PROBLEM DESCRIPTION: From the data below, extract every line that contains the string "patterned". The match is case-sensitive.

-- Begin PROVIDED MATERIAL --

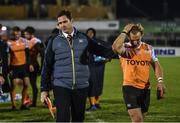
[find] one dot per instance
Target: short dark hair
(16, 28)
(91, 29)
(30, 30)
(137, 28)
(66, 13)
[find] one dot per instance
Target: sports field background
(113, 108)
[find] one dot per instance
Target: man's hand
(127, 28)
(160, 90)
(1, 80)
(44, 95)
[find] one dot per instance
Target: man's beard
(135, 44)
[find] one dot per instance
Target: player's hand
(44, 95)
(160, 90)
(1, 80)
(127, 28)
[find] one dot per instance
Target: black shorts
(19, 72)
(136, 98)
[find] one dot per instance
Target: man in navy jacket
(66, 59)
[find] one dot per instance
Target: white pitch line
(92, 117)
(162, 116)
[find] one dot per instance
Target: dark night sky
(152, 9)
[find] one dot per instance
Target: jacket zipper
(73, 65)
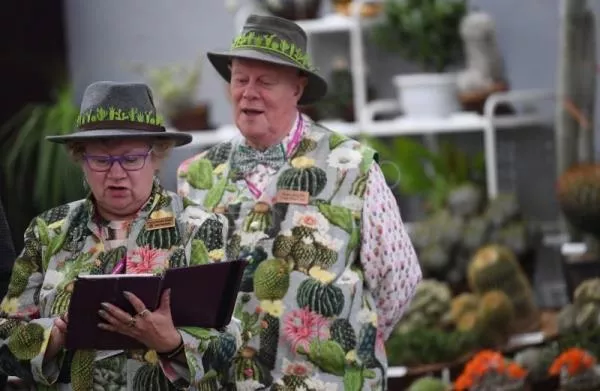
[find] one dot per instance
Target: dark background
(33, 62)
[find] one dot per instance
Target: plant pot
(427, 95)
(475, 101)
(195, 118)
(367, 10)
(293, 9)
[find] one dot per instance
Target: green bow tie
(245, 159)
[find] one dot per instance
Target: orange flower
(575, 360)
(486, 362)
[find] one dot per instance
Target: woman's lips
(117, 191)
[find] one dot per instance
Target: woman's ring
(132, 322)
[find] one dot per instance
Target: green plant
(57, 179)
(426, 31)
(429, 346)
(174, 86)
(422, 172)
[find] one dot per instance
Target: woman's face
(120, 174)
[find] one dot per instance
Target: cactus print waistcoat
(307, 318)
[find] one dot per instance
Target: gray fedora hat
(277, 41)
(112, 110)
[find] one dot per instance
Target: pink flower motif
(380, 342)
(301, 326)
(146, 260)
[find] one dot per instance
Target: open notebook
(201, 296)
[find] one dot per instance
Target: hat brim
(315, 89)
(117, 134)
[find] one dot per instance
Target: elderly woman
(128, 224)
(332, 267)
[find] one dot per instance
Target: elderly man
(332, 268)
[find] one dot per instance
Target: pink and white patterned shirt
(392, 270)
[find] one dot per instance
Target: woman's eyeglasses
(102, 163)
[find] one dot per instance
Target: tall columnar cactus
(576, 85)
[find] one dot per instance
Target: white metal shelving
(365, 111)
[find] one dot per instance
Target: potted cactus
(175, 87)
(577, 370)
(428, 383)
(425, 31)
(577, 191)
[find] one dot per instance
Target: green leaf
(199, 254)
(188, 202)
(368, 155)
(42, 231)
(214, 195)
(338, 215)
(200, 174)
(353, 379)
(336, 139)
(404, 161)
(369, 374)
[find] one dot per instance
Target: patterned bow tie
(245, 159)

-- End PROVIDED MATERIAL --
-- Begin PROVIDED MATERIAL --

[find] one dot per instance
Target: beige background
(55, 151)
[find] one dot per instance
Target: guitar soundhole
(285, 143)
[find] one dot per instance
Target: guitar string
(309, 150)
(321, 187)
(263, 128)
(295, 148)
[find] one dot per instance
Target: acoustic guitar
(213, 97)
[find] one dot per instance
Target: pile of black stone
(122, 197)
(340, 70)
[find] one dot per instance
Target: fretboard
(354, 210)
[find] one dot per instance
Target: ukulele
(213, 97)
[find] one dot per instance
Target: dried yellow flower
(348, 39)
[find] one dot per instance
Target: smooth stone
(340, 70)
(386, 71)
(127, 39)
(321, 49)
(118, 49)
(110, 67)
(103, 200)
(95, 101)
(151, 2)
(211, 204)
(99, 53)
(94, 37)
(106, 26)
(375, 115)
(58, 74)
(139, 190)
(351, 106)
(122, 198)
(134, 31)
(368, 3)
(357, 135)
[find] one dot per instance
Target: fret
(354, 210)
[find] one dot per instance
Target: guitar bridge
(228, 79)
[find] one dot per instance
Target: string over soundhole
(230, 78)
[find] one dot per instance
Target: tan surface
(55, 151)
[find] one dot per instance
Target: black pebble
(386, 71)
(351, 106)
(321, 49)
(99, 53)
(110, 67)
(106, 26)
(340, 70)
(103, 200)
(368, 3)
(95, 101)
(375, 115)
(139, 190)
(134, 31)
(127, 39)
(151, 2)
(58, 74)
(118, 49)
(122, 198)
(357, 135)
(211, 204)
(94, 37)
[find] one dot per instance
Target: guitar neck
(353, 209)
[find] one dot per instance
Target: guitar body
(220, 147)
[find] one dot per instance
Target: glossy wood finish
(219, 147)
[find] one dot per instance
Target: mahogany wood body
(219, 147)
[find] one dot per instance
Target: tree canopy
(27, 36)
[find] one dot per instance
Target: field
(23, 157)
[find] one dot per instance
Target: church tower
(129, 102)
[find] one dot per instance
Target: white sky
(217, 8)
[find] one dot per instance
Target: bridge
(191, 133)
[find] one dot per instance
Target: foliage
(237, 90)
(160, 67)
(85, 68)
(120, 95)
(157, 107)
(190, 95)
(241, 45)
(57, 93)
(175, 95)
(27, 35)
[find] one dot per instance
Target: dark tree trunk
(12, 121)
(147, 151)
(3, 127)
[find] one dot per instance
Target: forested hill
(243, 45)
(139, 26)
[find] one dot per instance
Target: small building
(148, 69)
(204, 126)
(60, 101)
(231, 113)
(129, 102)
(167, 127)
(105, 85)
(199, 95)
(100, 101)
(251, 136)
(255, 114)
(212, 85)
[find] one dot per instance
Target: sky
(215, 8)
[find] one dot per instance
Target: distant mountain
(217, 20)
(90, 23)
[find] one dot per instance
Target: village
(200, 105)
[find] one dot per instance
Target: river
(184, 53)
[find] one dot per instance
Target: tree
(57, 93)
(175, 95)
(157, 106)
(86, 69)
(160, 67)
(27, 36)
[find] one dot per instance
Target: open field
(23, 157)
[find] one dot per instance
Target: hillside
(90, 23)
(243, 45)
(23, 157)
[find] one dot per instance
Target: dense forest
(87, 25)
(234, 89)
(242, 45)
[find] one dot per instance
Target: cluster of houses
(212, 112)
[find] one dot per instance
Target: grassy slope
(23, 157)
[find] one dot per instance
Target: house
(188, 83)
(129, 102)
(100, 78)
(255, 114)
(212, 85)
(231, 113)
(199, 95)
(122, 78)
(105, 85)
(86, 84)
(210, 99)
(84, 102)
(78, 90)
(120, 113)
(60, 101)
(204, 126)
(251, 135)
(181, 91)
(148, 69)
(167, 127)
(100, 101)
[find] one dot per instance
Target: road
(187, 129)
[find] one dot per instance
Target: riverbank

-- End PROVIDED MATERIAL --

REPLY TO THE EXERCISE:
Target: pink and white patterned shirt
Target: patterned bow tie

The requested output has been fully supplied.